• _Collected data_
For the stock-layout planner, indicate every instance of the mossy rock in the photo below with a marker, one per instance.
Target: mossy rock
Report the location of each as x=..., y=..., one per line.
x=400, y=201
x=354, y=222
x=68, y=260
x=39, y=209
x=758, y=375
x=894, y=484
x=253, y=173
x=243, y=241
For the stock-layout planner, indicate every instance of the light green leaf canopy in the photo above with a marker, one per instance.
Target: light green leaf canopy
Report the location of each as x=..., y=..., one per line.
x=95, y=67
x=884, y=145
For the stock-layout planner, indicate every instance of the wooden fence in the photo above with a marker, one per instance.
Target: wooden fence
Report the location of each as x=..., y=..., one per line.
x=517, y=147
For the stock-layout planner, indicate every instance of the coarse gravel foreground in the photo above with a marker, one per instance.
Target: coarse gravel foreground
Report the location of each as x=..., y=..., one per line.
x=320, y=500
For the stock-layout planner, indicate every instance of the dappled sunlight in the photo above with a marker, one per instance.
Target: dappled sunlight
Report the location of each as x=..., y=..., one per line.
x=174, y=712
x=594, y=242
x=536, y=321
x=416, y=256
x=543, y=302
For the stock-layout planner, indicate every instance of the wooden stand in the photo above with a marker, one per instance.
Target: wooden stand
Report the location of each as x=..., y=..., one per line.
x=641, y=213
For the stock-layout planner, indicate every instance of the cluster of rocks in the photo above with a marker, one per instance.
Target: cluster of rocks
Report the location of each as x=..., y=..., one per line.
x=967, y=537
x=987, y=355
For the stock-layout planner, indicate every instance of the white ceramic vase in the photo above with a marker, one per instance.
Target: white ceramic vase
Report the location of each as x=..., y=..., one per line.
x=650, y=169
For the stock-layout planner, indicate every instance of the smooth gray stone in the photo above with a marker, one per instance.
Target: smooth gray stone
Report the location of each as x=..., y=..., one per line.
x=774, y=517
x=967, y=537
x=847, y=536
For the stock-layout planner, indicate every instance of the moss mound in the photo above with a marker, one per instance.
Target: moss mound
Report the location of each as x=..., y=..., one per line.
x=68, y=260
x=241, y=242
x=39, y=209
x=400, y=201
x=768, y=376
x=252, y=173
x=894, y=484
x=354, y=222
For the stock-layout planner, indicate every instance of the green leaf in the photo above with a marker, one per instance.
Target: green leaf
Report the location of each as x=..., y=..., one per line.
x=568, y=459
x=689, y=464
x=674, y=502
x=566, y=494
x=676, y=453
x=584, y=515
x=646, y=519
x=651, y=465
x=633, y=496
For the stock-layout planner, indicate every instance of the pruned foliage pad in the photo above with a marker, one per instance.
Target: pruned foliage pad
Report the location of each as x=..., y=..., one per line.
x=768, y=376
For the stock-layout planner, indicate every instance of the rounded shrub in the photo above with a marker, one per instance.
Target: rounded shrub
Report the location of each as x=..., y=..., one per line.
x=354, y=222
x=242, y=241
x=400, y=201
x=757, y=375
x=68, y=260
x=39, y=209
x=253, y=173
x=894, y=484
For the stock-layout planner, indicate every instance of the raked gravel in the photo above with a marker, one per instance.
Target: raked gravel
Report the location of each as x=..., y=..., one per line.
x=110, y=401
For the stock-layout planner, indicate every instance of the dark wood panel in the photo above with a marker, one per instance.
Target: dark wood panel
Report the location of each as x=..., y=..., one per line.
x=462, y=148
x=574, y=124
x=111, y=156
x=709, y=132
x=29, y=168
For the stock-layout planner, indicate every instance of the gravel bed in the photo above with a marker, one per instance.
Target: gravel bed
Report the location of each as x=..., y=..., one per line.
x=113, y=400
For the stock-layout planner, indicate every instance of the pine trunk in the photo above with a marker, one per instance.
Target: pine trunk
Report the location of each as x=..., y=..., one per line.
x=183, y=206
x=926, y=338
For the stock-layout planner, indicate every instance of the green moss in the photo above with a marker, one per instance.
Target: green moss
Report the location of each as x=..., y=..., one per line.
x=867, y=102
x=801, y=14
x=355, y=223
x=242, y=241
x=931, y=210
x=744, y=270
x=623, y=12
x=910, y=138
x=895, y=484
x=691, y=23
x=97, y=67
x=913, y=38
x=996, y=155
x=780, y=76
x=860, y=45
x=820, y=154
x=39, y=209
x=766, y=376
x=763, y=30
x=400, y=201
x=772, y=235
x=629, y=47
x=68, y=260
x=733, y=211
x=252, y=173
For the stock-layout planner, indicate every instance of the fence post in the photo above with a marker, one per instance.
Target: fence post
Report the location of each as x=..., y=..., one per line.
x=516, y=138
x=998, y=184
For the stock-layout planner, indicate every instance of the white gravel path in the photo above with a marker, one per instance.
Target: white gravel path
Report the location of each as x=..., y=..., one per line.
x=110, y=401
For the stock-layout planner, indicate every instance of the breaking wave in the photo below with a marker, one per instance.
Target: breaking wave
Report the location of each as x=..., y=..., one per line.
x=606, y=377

---

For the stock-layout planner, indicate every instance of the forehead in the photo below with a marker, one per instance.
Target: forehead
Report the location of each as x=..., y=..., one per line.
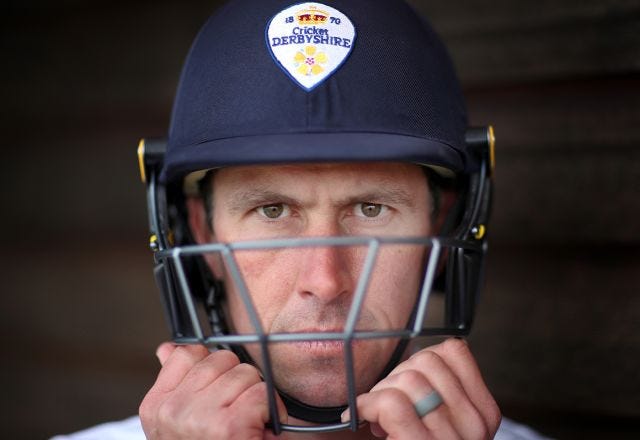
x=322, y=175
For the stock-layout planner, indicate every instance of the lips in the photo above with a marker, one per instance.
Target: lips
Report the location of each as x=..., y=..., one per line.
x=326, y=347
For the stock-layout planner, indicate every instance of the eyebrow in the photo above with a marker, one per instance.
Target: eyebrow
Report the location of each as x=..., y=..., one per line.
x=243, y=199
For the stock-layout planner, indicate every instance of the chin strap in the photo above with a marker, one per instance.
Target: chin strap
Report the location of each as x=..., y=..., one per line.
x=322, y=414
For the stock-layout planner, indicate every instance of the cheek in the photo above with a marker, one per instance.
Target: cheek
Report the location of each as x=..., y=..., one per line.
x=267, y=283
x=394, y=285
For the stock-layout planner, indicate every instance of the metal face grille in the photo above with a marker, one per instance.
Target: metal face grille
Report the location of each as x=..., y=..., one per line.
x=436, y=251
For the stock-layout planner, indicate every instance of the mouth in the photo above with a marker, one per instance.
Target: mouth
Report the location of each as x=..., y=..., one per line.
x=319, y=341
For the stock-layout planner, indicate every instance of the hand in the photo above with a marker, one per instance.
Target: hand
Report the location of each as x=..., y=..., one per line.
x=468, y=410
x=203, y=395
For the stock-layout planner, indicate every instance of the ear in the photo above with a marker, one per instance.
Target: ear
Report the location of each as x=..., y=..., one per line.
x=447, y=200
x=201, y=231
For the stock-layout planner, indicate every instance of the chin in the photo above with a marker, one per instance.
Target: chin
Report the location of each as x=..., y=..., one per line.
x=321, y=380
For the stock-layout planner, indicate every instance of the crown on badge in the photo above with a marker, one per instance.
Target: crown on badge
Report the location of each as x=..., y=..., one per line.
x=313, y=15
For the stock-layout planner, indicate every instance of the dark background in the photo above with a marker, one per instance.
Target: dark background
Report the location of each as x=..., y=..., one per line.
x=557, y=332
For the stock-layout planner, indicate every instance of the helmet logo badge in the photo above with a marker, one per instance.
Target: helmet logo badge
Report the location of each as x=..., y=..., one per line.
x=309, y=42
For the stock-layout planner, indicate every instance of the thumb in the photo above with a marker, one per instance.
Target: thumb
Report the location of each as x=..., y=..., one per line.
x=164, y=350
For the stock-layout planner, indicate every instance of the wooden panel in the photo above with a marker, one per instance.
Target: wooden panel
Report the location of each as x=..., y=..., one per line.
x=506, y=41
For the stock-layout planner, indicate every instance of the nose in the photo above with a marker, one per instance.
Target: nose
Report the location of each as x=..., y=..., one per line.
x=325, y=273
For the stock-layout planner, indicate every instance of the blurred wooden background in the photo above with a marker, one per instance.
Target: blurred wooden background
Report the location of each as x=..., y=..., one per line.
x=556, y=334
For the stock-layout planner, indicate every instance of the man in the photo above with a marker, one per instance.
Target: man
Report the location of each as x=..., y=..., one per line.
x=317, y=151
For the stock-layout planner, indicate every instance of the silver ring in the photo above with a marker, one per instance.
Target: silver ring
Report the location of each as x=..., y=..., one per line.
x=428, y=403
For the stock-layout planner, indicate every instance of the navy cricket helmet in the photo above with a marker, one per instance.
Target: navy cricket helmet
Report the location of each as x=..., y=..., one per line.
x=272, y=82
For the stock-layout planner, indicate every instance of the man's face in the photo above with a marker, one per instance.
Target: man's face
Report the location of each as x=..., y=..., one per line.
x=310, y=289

• _Written task_
Rewrite the records starting with the line containing "the dark wood" and going on through the line containing "x=29, y=168", keeping every line, requests included. Scale each x and y coordinate in the answers by 0.65 and round to whole numbers, with halves going up.

• _Response to the exercise_
For the stock-layout planner, indicate every instance of the dark wood panel in the photo above with a marker, one per instance.
Target: dark wood panel
Report the location of each as x=..., y=..., one per line.
x=300, y=96
x=373, y=81
x=72, y=101
x=461, y=86
x=19, y=109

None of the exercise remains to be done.